*Source document*
•••••

Join us for this 2 part art history course with Linda Hart.

Revolution, feminism, criticism of art as commodity, myths of folk heroes, interpretations of Christianity: all of these themes can be seen as gospels of one sort or another. These two sessions will explore the works of some quite different artists whose work spans both continents and centuries.
Session one: Christo and Jeanne-Claude were visionaries and idealists.

Both originated in war-torn Europe, only to make their home together in America. Best known for wrapping up whole beaches and buildings, the pair created public works which were ephemeral, could not be owned and were soon dismantled. The idea was that their art belonged to the public and that there was never an entry fee.

They subsidized their work by mortgaging their house and selling preliminary sketches for their major works. This undermined the idea that art was a commodity in a land where commodities were prized as status symbols.

•••••

*Information*
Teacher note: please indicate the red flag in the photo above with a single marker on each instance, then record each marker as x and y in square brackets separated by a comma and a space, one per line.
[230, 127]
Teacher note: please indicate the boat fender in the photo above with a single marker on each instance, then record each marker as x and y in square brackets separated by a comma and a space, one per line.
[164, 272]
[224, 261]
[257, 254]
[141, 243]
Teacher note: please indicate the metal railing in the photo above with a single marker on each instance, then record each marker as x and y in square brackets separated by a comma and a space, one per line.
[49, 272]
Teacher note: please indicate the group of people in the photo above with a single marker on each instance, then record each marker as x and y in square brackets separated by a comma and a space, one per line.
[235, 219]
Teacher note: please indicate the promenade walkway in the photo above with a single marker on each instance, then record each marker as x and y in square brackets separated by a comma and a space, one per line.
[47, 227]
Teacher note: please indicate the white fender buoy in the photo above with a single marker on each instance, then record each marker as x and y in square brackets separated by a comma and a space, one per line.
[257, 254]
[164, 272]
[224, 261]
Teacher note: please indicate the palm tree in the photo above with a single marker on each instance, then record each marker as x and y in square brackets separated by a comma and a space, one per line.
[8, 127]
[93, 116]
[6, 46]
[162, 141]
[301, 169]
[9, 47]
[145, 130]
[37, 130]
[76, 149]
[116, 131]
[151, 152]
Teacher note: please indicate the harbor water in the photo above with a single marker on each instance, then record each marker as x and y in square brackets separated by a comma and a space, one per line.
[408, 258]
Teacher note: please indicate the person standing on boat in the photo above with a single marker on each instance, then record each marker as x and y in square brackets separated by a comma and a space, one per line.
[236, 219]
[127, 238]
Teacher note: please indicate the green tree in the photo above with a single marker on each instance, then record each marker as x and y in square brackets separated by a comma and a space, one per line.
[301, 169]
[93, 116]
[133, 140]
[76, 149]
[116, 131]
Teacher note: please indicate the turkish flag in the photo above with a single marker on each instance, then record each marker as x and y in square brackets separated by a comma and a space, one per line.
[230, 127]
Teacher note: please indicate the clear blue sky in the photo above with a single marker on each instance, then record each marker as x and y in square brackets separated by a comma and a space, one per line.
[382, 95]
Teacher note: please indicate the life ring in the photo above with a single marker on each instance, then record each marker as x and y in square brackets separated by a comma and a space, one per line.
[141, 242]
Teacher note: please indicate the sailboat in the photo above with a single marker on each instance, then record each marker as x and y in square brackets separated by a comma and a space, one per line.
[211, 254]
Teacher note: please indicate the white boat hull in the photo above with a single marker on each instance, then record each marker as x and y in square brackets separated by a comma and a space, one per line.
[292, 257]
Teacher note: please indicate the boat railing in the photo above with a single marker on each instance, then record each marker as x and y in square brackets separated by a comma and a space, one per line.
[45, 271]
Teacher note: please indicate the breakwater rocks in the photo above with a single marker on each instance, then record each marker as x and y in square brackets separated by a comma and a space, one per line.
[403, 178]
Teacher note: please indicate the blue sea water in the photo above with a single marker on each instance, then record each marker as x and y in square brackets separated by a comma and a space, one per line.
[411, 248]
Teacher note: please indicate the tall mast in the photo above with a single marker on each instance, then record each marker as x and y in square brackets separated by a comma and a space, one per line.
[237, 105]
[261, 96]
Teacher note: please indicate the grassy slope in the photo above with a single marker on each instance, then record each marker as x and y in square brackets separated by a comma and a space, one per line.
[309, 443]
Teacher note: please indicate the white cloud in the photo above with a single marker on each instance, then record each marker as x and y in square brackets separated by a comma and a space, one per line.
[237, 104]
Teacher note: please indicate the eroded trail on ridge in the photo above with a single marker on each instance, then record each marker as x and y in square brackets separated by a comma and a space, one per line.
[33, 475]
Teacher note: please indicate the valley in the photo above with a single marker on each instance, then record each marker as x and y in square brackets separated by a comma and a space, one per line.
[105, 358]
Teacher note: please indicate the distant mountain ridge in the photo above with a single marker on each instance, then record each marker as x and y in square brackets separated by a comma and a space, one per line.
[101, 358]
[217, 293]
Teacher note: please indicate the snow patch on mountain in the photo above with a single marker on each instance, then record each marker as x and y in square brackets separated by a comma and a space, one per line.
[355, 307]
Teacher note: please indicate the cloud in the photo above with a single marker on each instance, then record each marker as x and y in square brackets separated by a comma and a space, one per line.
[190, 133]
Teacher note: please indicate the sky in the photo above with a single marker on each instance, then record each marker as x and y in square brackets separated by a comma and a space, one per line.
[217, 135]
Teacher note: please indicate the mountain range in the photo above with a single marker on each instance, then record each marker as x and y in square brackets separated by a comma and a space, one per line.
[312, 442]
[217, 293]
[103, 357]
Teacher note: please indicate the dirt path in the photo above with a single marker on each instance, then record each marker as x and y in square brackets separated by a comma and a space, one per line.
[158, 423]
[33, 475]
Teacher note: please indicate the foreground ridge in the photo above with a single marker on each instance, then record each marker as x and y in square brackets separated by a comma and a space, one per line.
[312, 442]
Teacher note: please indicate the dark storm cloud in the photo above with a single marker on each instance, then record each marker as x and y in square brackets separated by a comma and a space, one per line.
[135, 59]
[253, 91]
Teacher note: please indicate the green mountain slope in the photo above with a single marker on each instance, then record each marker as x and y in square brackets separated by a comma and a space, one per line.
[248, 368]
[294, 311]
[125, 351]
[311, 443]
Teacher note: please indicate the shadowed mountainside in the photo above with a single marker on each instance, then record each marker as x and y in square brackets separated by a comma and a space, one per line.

•••••

*Work order A*
According to the art history course description, how did Christo and Jeanne-Claude pay for their work?
*Work order B*
Resume the art history course description after its last sentence.
The material has no connection to the art history course description.

*Exercise answer A*
They mortgaged their house and sold preliminary sketches for their major works.

*Exercise answer B*
Session Two: Narratives of Jesus. In today's terms, given our current understanding of physics, flesh and blood representations of a spiritual entity seem underwhelming if the task is to convey the ideal of redemption, forgiveness and resurrection. Yet the idea of Jesus Christ was always to personify these ideas in human terms.

It is therefore interesting to look at the symbology behind Byzantine Christian Art, Medieval Christian art, Pre-Raphaelite art and Surrealist art and then to hypothesize what imagery is required to revitalize the concept in terms that might be acceptable to an age confused by an overload of mostly unverified information.